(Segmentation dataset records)
====================

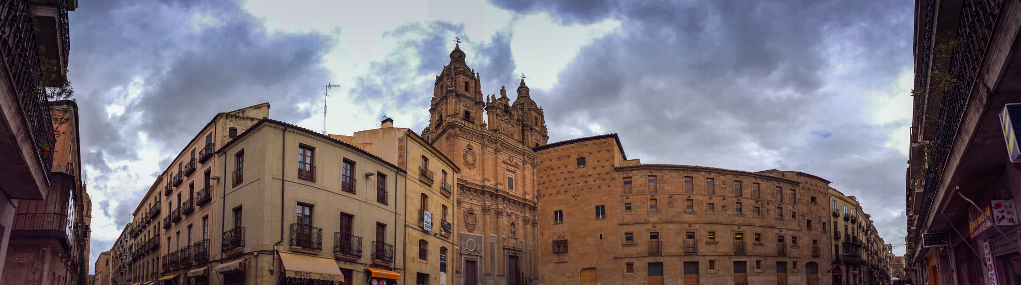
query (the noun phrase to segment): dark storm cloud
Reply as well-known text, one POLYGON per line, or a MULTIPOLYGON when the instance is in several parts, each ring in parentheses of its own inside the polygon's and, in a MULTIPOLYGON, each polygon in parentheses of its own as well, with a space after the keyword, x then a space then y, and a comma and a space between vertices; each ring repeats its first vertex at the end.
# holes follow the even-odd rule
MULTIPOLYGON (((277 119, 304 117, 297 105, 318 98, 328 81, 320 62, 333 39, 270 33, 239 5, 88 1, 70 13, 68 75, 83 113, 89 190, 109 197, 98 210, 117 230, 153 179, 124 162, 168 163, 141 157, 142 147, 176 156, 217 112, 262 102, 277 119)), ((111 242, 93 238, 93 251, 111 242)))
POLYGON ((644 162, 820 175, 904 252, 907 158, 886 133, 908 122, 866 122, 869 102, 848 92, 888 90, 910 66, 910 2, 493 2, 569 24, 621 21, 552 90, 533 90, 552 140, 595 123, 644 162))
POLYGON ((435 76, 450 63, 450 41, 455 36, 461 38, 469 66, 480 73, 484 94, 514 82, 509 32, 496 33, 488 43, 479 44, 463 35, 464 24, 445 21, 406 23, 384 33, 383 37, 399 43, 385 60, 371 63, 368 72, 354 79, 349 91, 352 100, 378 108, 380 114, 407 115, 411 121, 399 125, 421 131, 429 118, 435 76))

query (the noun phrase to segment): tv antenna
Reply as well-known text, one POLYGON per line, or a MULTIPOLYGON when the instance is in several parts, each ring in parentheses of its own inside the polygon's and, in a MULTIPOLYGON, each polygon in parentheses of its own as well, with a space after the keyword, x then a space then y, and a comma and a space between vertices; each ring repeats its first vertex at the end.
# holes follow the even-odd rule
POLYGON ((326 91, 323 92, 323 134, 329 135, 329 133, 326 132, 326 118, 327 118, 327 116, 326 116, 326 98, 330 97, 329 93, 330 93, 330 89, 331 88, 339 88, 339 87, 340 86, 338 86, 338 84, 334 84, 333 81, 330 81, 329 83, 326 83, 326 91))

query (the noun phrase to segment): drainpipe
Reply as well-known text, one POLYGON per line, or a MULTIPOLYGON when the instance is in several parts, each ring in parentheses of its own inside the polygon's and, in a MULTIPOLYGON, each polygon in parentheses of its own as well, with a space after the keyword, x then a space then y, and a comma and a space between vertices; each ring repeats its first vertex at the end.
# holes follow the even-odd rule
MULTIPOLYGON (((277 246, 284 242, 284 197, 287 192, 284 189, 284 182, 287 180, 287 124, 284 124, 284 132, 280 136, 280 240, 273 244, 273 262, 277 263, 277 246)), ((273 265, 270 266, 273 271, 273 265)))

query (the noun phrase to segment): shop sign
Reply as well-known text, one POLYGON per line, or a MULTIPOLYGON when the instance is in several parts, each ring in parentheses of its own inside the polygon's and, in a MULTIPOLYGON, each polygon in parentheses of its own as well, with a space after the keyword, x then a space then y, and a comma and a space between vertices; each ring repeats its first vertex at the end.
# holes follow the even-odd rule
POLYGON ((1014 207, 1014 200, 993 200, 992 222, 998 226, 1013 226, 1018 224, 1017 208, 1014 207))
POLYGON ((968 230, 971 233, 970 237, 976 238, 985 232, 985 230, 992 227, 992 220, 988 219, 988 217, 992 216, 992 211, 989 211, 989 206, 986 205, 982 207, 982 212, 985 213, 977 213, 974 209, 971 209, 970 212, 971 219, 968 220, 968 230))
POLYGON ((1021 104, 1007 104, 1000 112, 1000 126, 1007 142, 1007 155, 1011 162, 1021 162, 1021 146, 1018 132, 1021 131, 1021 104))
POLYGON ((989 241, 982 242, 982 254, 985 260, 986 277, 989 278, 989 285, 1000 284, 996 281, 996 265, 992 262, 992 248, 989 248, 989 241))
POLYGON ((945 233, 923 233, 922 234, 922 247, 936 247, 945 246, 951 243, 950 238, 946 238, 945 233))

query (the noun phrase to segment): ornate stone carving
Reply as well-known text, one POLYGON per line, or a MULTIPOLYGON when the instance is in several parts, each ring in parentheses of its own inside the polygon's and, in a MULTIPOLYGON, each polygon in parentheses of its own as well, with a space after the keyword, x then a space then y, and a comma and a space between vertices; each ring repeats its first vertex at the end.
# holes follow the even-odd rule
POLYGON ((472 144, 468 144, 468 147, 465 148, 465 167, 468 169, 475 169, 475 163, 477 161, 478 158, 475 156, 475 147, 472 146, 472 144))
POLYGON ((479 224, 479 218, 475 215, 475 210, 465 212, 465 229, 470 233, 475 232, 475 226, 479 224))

====================

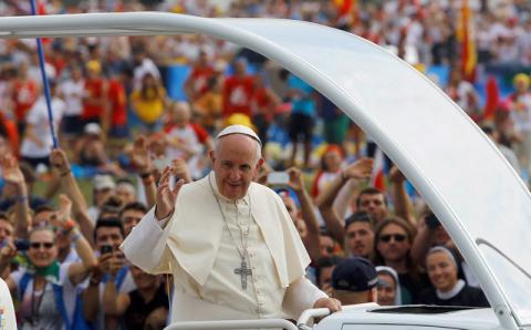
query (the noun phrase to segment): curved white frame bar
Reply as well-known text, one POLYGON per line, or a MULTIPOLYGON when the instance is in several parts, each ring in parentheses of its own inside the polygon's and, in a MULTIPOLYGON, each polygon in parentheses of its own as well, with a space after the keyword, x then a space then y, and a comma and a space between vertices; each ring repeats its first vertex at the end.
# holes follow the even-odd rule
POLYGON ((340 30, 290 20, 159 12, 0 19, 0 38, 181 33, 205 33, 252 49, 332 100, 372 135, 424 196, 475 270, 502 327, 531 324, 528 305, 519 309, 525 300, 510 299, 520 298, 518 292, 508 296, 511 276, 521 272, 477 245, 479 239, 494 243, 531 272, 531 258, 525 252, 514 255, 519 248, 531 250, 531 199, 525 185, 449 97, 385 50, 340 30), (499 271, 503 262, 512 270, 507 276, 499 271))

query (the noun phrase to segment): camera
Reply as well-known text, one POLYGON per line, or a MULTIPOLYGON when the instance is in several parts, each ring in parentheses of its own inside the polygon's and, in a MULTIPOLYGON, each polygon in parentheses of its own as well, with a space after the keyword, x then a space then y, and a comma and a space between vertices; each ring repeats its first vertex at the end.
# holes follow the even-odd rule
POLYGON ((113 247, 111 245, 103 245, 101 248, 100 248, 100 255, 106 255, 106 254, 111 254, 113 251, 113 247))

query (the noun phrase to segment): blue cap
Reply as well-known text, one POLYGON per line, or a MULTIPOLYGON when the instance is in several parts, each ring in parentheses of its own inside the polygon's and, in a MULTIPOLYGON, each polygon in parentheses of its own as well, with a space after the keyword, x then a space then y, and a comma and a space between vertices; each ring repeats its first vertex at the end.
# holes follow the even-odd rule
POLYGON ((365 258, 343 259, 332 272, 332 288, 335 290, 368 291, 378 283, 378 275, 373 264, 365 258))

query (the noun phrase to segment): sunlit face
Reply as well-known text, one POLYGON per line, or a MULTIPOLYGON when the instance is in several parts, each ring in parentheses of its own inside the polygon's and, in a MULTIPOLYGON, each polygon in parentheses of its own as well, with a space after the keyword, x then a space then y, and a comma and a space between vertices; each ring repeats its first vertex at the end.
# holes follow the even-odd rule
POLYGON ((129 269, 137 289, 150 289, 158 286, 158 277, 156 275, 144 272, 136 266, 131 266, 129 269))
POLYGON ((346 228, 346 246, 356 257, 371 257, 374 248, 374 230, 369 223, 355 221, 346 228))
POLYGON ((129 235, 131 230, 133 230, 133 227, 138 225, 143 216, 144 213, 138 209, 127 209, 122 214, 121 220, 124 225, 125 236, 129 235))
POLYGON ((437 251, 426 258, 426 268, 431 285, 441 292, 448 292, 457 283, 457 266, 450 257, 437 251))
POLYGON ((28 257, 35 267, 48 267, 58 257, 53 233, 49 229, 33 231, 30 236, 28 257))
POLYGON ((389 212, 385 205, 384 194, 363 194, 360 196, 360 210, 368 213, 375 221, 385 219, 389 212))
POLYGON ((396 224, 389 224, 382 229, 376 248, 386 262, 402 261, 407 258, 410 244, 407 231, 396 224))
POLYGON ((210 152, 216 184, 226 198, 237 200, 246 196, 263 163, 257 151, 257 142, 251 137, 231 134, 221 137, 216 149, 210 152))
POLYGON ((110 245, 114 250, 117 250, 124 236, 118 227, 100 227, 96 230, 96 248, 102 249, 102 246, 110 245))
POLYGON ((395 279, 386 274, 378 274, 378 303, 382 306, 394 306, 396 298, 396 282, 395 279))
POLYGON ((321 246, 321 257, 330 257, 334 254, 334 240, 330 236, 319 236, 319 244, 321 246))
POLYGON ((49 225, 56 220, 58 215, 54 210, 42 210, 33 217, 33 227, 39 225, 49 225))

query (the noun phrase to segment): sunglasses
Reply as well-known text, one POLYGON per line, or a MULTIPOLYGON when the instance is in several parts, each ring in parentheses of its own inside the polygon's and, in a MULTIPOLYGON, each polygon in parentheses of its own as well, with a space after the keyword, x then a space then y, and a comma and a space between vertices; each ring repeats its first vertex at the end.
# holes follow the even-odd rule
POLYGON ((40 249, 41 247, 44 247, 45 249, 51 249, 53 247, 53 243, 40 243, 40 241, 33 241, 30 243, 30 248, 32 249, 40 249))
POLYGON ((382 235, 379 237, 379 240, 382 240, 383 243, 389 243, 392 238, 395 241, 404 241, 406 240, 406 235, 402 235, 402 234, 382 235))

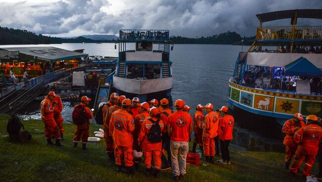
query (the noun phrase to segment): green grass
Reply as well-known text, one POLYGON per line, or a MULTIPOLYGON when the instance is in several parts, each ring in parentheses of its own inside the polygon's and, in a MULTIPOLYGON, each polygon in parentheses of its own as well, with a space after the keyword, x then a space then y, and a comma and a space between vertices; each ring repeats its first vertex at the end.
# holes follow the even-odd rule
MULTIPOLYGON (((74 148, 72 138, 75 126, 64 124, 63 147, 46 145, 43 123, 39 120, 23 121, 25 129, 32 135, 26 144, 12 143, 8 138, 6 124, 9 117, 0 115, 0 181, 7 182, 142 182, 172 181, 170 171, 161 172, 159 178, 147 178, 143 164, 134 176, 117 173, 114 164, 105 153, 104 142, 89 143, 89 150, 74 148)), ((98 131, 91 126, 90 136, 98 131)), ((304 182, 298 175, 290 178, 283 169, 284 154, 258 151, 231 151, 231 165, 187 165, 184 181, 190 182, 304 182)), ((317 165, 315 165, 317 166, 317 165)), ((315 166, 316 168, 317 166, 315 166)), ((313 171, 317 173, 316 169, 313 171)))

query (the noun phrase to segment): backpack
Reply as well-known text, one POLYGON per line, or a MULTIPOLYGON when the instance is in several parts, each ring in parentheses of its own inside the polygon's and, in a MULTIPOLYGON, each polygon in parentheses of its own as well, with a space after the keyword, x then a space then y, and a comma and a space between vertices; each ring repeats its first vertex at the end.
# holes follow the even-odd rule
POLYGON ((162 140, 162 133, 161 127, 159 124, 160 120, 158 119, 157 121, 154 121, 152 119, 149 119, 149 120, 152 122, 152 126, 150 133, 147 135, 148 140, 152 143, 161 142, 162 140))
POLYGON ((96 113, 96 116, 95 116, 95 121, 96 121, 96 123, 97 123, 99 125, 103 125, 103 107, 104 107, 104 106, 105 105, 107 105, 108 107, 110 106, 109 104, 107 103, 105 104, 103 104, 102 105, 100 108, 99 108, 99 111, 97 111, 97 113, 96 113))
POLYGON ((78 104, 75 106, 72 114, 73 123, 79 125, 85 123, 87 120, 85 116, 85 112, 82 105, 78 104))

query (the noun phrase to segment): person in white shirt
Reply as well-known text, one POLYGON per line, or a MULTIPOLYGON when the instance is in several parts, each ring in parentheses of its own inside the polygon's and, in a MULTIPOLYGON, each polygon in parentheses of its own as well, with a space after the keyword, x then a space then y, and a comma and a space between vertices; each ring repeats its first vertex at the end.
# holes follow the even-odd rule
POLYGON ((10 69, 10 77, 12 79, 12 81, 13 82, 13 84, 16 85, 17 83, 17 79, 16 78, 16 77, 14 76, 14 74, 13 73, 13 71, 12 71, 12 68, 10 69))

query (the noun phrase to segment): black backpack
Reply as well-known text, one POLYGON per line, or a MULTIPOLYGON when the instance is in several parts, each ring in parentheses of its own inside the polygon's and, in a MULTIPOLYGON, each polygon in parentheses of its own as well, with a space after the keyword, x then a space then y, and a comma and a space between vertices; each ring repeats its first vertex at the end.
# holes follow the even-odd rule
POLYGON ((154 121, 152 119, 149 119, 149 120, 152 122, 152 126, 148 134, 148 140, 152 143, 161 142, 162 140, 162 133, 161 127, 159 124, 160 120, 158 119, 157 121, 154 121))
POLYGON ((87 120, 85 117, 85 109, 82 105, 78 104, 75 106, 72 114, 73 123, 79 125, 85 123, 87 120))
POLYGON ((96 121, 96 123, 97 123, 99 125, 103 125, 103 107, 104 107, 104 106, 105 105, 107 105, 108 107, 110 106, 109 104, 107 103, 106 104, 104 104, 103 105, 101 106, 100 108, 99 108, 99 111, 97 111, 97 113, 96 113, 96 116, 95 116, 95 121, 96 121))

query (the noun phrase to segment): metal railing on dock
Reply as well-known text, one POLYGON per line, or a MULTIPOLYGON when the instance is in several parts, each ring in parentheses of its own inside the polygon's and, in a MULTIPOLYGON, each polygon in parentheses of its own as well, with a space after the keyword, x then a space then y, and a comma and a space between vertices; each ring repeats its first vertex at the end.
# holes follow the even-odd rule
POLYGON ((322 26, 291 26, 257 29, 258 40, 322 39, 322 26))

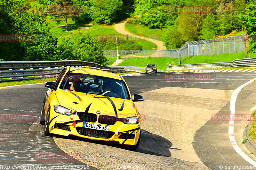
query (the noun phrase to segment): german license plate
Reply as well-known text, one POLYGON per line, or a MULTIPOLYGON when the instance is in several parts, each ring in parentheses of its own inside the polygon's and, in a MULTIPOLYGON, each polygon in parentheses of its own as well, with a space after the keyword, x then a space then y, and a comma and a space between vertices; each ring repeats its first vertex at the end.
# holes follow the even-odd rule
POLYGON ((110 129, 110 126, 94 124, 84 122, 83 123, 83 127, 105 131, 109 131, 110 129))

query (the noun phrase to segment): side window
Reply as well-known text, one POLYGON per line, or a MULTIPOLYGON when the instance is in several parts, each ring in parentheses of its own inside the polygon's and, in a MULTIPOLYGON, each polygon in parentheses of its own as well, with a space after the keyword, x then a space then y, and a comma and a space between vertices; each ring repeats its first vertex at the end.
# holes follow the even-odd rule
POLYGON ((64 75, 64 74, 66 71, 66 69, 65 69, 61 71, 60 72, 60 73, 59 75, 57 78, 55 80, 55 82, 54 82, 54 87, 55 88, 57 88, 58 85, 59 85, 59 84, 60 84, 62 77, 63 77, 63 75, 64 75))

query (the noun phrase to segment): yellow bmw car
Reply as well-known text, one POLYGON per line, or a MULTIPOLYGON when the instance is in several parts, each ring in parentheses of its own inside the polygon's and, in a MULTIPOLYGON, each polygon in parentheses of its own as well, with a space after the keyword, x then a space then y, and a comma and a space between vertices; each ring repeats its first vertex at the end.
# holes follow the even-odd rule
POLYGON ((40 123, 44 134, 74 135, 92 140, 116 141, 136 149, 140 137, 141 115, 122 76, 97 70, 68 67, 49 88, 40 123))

====================

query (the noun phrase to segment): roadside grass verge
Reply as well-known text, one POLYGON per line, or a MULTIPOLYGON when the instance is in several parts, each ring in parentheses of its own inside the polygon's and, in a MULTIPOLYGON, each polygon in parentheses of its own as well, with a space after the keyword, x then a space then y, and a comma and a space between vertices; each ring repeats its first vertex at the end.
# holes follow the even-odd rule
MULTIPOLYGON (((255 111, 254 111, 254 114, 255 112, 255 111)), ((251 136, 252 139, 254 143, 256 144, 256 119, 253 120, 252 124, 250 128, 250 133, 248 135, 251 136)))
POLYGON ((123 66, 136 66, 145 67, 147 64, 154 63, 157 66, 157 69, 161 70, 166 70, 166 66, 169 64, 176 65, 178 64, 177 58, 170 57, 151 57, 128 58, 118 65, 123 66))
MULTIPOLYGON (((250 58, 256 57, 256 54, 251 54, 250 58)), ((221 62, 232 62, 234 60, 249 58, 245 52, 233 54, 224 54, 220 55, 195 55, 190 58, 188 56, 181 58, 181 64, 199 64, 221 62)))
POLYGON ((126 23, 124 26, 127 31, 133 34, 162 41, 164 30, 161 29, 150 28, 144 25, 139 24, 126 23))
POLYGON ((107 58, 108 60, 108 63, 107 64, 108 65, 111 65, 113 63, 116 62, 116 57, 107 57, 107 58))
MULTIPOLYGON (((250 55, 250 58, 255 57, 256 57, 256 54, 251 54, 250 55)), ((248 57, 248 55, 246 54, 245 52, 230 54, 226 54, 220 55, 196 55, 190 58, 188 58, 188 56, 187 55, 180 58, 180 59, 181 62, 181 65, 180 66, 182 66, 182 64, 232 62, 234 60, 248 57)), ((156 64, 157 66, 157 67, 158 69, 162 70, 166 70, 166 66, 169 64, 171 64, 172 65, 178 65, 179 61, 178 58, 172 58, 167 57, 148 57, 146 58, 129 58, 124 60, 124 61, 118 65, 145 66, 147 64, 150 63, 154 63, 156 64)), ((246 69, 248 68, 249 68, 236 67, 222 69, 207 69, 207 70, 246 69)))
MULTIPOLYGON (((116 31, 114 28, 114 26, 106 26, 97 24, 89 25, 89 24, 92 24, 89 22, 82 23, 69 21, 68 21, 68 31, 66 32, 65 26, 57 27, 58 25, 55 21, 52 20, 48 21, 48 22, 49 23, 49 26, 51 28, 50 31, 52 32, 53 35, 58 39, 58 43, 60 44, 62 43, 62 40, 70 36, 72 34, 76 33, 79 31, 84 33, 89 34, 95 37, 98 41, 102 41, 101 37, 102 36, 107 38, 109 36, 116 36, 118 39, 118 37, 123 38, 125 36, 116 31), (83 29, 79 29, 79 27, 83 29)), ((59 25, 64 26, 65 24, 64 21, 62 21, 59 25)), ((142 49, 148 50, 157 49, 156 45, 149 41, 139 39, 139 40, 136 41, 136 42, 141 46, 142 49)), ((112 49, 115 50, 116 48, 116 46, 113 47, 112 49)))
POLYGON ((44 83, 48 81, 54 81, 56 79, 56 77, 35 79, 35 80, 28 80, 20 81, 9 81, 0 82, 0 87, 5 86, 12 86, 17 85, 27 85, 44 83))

====================

• [DIRECTIONS] Please edit the lines starting at the one containing "query (the noun phrase to segment): side" and ending at the one containing "POLYGON ((64 75, 64" so that "side window" becomes "rear window", with everything else unchanged.

• [FINISHED TASK]
query (the noun phrase to segment): rear window
Reply as well-known text, one POLYGON per line, or a MULTIPOLYGON when the instance is in several parts, each ring in parentheses of its own inside the polygon's and, in a MULTIPOLYGON, each polygon in parentheses of its own as well, with a space after the keyword, x then a space then y, and a comma and a space between vertices; each ring repeats its first vertex at the end.
# holes follow the even-odd rule
POLYGON ((64 75, 64 74, 66 71, 66 69, 65 69, 61 71, 60 72, 60 73, 59 75, 57 78, 55 80, 55 82, 54 82, 54 87, 55 88, 57 88, 58 85, 59 85, 59 84, 60 84, 62 77, 63 77, 63 75, 64 75))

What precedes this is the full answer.